▶ [Consigne A]: Réécris la liste depuis son début jusqu'à la ligne contenant « pixel 967 211 » incluse, en remplaçant « pot rim » par « rim of the pot » sans rien modifier d'autre. N'inclus pas les images dans ta réponse.

▶ [Texte source]:
━━━

L’absence de précédent dans une lutte pour des papiers en usine est en effet une donnée essentielle. La grève à Margoline est loin de passer inaperçue [3] en ce début d’année 1973. Les luttes se multiplient, ici pour les conditions de travail, là contre les crimes racistes. Grèves de la faim et occupations d’église rythment depuis l’automne le passage des circulaires Marcellin-Fontanet, recentrant de façon majeure la lutte autour de la question des papiers. À Paris, d’ailleurs, elle fait vite évoluer les positions des soutiens, notamment maos, et accélère le passage des comités Palestine aux luttes locales et à la création des groupes locaux du Mouvement des travailleurs arabes (MTA) ou des CDVDTI [4]. Car la circulaire interdit de fait la régularisation des étrangers irréguliers déjà présents sur le territoire sous prétexte de lutter contre l’immigration illégale, rendant les irréguliers totalement dépendants des employeurs. En 1968, 82 % des titres de séjour étaient accordés à des étrangers déjà présents sur le territoire, c’est-à-dire, administrativement parlant, irrégulièrement entrés en France. Depuis, les expulsions pour séjour irrégulier se sont multipliées et remplacent durablement celles effectuées pour trouble à l’ordre public et non-respect de la neutralité politique [5]. La première grève de la faim de Saïd et Faïza Bouziri suit ce bouleversement, ainsi que les manifestations à Valence en soutien à d’autres grévistes de la faim en décembre aussi. La grève de la faim, qui s’impose comme un moyen essentiel de pression pour la carte de travail, s’étend à Toulouse, Paris et Marseille entre février et mars 1973, précisément au moment où, à Puteaux, la lutte autour d’un foyer insalubre dans une usine désaffectée de la Fiat conduit à la création du CDVDTI à la Maison peinte. Début mai, cinquante-six grévistes occupent l’église de Ménilmontant.

Dans toute cette agitation, Margoline fait espérer – ou craindre – un nouveau front dans les usines d’une lutte centrée sur les églises, la grève de la faim et les manifestations de ceux que l’on commence à nommer « sans-papiers » [6]. La brochure réalisée par le CDVDTI sur la grève illustre ces qualifications encore en mouvement : en première page, « les luttes des travailleurs immigrés » croisent la grève « des travailleurs étrangers, des “sans-papiers” » avant de redevenir un peu plus loin celle « de travailleurs immigrés hors des organisations reconnues ». Dans l’essor des luttes d’immigrés, en tout cas, la grève fondatrice des Margoline sera vite oubliée, peut-être pour la promptitude de sa résolution, et malgré son retentissement d’alors.

━━━

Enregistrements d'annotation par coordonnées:
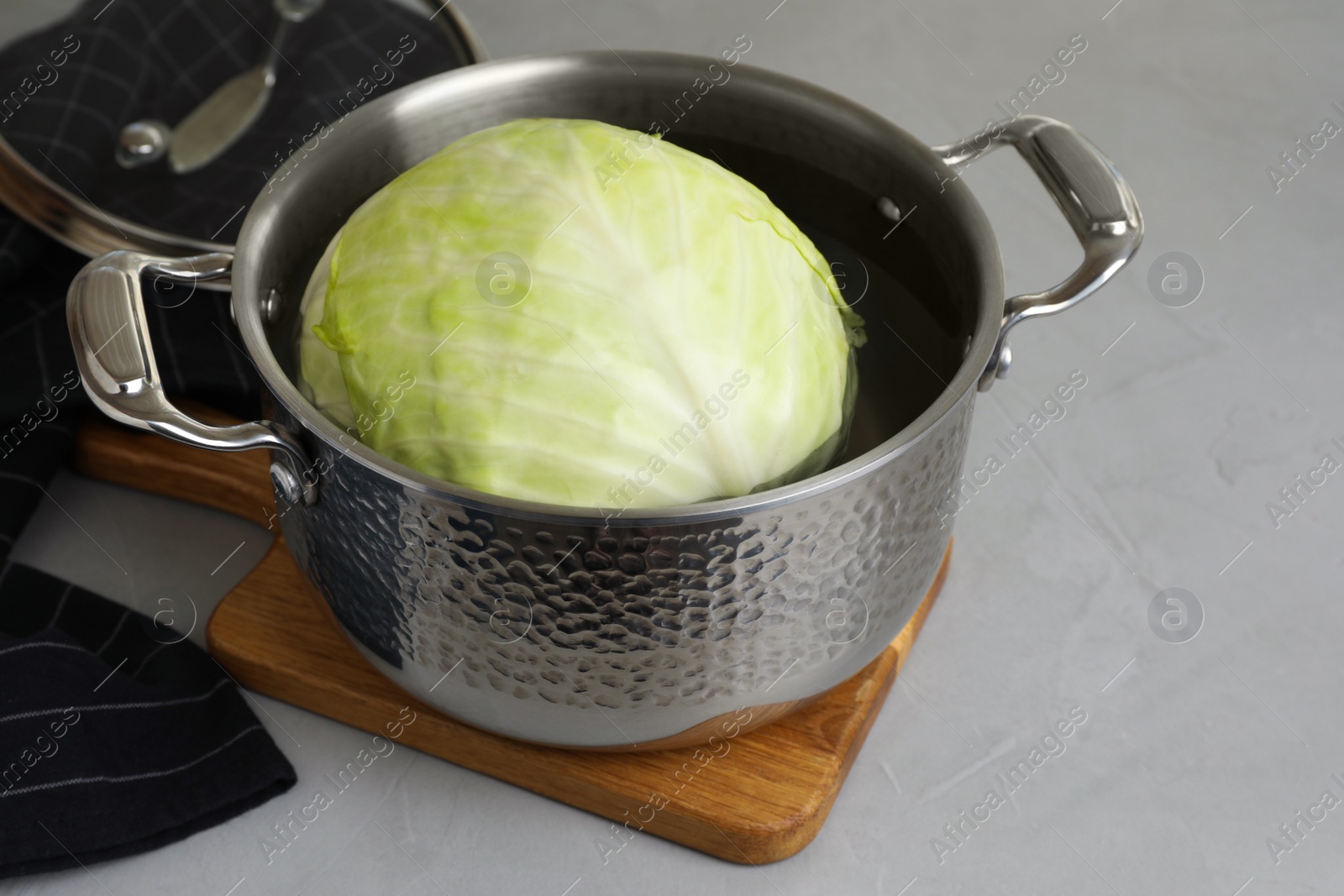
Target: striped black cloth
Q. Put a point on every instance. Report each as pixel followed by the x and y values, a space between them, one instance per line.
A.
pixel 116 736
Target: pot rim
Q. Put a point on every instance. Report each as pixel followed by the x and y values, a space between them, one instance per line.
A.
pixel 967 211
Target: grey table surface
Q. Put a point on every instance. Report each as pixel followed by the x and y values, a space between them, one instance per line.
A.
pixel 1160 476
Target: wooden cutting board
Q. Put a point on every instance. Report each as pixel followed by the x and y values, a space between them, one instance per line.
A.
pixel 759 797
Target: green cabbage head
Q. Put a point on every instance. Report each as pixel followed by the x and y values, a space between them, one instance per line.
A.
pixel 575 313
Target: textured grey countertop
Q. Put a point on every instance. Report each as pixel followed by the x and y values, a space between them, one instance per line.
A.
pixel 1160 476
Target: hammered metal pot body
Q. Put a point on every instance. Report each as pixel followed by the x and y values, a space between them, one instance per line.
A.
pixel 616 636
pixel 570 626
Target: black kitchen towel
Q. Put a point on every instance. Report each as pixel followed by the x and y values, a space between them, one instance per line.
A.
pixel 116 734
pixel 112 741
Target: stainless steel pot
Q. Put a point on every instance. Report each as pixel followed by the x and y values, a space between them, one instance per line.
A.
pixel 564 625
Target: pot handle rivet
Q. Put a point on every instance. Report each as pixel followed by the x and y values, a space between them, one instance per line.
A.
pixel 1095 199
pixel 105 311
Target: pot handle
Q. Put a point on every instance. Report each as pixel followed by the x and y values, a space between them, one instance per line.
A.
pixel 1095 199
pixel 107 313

━━━

▶ [Consigne B]: D'après le texte sur la grève de Margoline, combien de grévistes occupent l'église de Ménilmontant début mai ?

▶ [Résultat attendu A]:
Target: striped black cloth
Q. Put a point on every instance. Report each as pixel followed by the x and y values, a space between them, one instance per line.
A.
pixel 116 736
Target: rim of the pot
Q. Put a point on every instance. Report each as pixel followed by the x and y values, a space between them, one instance per line.
A.
pixel 967 211

▶ [Résultat attendu B]: Cinquante-six grévistes.